■ **BRANO**:
▽
Nelle prime tre settimane dell’anno gli investitori hanno portato via altri 4,6 miliardi di dollari, dopo aver quasi praticamente azzerato la loro esposizione con Pechino a ridosso del Natale. E lo stesso vale per le imprese
Nei giorni scorsi il mondo ha nuovamente preso atto delle enormi difficoltà della Cina di gettarsi alle spalle anni di crescita anemica. Il Pil, nel 2023, è cresciuto del 5,3%, valore ai minimi da tre decenni a questa parte. Tutto ha, naturalmente, un prezzo. Secondo il ministero del Commercio di Pechino, nel corso del 2023 gli investimenti diretti esteri in Cina sono diminuiti dell’8% rispetto all’anno precedente, raggiungendo un valore di 1.130 miliardi di yuan (equivalenti a 146 miliardi di euro).
Tuttavia, questa cifra rappresenta un miglioramento rispetto alla diminuzione del 10% registrata nei primi undici mesi dell’anno. Nonostante la diminuzione degli investimenti diretti esteri, il numero di nuove aziende con investimenti esteri in Cina è aumentato del 39,7% nel 2023, raggiungendo un totale di 53.766 unità. Ma non sono solo gli investitori a tenersi al largo dalla Cina. Anche sul mercato obbligazionario e azionario si respira una certa paura.
△
■ **RIGHE FORNITE**:
▽
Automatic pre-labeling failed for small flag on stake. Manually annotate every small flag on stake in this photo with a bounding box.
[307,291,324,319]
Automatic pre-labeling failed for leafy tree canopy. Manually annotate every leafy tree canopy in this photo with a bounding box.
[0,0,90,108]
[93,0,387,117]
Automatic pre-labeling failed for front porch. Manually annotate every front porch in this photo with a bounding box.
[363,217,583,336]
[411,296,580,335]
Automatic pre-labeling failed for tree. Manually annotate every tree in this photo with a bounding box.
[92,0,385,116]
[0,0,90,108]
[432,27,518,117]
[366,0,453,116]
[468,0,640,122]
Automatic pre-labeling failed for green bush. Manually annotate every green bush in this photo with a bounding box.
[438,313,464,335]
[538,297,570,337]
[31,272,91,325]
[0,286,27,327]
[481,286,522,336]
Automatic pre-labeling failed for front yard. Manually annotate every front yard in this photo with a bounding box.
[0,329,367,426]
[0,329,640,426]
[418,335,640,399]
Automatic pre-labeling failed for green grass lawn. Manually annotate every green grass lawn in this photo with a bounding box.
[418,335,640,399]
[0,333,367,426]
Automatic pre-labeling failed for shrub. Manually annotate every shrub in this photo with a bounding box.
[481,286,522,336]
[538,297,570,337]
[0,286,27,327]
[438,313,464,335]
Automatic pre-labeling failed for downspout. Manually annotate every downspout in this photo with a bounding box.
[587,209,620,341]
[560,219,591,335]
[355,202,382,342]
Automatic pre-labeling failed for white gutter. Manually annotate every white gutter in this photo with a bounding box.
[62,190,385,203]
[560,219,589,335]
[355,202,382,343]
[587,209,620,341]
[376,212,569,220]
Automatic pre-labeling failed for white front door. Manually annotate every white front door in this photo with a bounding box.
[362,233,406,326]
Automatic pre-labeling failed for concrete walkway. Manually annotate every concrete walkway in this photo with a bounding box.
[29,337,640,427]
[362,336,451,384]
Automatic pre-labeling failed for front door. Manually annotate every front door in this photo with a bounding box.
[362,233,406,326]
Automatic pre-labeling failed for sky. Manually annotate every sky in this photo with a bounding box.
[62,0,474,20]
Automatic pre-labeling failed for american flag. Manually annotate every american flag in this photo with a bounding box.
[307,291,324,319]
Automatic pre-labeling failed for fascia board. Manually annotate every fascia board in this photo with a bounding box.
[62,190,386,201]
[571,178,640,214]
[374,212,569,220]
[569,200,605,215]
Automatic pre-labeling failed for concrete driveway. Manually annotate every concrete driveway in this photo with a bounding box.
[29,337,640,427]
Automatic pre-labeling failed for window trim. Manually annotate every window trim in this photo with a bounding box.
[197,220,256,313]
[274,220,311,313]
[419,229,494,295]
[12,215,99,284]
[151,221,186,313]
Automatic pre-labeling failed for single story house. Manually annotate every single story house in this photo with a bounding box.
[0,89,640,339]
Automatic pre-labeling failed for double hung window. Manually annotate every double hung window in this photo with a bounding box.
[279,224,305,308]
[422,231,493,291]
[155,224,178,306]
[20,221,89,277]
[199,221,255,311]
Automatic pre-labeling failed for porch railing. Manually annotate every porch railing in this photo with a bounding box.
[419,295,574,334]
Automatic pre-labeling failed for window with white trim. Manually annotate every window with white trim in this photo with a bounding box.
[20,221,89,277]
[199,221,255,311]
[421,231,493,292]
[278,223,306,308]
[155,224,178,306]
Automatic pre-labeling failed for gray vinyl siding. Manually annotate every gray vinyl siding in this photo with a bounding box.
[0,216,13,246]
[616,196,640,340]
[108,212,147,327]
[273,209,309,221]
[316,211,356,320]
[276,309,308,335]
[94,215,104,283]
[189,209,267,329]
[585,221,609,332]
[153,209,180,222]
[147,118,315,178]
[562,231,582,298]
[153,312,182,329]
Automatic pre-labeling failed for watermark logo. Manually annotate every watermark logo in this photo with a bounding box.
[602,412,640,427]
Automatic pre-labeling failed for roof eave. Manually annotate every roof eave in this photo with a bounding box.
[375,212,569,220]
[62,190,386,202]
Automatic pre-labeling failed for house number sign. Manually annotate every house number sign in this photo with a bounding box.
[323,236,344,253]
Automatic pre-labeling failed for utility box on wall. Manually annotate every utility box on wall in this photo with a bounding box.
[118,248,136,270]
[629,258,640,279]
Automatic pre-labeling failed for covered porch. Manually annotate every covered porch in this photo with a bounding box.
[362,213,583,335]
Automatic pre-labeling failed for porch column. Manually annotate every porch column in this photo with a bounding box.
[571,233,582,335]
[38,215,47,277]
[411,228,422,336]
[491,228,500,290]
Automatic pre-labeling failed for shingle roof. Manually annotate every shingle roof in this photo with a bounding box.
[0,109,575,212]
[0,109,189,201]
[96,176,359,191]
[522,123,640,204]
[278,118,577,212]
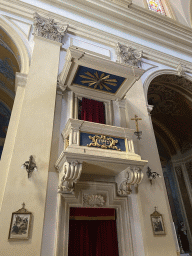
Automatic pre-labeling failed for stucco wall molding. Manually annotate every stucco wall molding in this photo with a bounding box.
[0,15,31,74]
[2,0,192,71]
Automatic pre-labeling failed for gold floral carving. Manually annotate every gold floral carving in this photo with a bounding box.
[87,135,121,151]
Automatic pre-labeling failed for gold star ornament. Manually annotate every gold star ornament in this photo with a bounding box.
[80,71,117,91]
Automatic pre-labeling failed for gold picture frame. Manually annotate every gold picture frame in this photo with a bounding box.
[150,207,166,236]
[8,203,32,240]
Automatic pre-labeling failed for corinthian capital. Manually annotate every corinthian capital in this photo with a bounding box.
[33,12,68,43]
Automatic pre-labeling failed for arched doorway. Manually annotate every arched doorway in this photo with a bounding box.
[147,75,192,252]
[0,28,20,158]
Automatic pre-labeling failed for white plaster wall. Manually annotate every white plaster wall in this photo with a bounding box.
[128,189,145,256]
[41,172,59,256]
[10,0,192,62]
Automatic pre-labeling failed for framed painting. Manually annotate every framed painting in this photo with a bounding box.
[150,207,166,235]
[8,203,32,240]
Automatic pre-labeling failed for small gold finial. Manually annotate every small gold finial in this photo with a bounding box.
[131,115,142,132]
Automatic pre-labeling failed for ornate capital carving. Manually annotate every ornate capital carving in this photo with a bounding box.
[115,166,143,196]
[58,161,82,193]
[83,194,105,207]
[115,99,126,108]
[176,63,187,76]
[116,43,143,67]
[147,105,154,115]
[33,12,68,43]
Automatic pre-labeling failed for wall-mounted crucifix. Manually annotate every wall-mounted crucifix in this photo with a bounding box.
[131,115,142,140]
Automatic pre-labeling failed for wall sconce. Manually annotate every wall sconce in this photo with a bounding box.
[21,155,37,178]
[147,167,161,185]
[131,115,142,140]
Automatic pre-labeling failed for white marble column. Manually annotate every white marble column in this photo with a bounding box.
[0,14,66,256]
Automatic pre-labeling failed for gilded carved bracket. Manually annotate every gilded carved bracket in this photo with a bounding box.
[58,161,82,193]
[115,166,143,196]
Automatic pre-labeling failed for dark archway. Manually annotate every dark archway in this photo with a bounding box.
[147,75,192,252]
[0,29,20,158]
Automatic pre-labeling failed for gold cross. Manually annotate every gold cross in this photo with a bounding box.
[131,115,142,132]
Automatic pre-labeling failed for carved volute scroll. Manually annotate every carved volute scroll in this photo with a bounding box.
[116,43,143,67]
[58,161,82,193]
[115,166,143,196]
[33,12,68,43]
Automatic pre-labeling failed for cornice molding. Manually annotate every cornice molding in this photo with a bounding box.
[31,0,192,51]
[2,0,192,68]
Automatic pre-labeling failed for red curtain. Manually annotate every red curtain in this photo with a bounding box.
[68,208,119,256]
[81,98,105,124]
[68,220,119,256]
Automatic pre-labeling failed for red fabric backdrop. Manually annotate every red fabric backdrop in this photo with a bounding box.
[81,98,105,124]
[68,208,119,256]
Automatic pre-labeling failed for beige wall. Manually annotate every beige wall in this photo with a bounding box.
[0,37,60,256]
[126,80,177,256]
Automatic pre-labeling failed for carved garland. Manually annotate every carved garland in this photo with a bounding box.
[33,13,68,43]
[87,135,121,151]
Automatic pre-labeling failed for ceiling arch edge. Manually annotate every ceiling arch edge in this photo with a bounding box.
[143,69,192,101]
[0,15,31,74]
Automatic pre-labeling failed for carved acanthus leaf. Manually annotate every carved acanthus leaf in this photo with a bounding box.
[33,13,68,43]
[115,166,143,196]
[116,43,143,67]
[83,194,105,207]
[58,161,82,193]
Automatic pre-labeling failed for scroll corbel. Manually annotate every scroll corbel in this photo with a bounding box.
[115,166,143,196]
[58,161,82,193]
△
■ **COSA FARE**:
**A.** Secondo il brano, di quanto sono calati nel 2023 gli investimenti diretti esteri in Cina rispetto all'anno prima?
**B.** Riporta dal brano il pezzo che va da "Nelle prime tre" fino a "miliardi di euro)." incluso.

■ **SOLUZIONI**:
**A.** Sono calati dell'8%.

**B.**
Nelle prime tre settimane dell’anno gli investitori hanno portato via altri 4,6 miliardi di dollari, dopo aver quasi praticamente azzerato la loro esposizione con Pechino a ridosso del Natale. E lo stesso vale per le imprese
Nei giorni scorsi il mondo ha nuovamente preso atto delle enormi difficoltà della Cina di gettarsi alle spalle anni di crescita anemica. Il Pil, nel 2023, è cresciuto del 5,3%, valore ai minimi da tre decenni a questa parte. Tutto ha, naturalmente, un prezzo. Secondo il ministero del Commercio di Pechino, nel corso del 2023 gli investimenti diretti esteri in Cina sono diminuiti dell’8% rispetto all’anno precedente, raggiungendo un valore di 1.130 miliardi di yuan (equivalenti a 146 miliardi di euro).